TASK DIRECTIONS
Rewrite the portion of the material that begins at the line containing "Reviewer note: every instance of the chestnut" and runs through the end of the material as a JSON list of strings, one string per line, omitting blank lines.

RECORDS FOR THIS TASK
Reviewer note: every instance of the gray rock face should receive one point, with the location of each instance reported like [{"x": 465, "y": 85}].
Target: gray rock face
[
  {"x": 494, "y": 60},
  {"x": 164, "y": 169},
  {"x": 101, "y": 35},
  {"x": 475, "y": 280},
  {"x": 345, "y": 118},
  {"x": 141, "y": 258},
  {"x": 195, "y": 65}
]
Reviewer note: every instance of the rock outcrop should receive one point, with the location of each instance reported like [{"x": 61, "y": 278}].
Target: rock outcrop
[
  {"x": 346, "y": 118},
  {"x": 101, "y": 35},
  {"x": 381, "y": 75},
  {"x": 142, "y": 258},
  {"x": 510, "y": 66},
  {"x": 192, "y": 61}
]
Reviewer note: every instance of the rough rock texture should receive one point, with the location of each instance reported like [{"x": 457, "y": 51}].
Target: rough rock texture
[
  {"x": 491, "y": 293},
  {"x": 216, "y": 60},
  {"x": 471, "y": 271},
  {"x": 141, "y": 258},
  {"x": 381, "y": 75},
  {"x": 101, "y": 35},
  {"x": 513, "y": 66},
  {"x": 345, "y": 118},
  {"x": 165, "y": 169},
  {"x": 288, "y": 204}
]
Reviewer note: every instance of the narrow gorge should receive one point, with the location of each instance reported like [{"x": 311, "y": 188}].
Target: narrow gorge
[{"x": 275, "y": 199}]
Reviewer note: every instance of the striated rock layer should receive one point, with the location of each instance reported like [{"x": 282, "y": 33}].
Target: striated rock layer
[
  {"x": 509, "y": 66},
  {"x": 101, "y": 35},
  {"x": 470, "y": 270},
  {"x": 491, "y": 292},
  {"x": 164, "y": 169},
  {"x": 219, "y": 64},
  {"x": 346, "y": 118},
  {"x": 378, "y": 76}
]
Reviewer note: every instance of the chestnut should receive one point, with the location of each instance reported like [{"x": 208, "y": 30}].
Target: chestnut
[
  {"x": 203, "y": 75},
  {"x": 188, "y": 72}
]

FULL ANSWER
[
  "Reviewer note: every instance of the chestnut should receive one point, with the location of each instance reported like [{\"x\": 208, \"y\": 30}].",
  "Target: chestnut",
  "[",
  "  {\"x\": 203, \"y\": 75},",
  "  {\"x\": 188, \"y\": 72}",
  "]"
]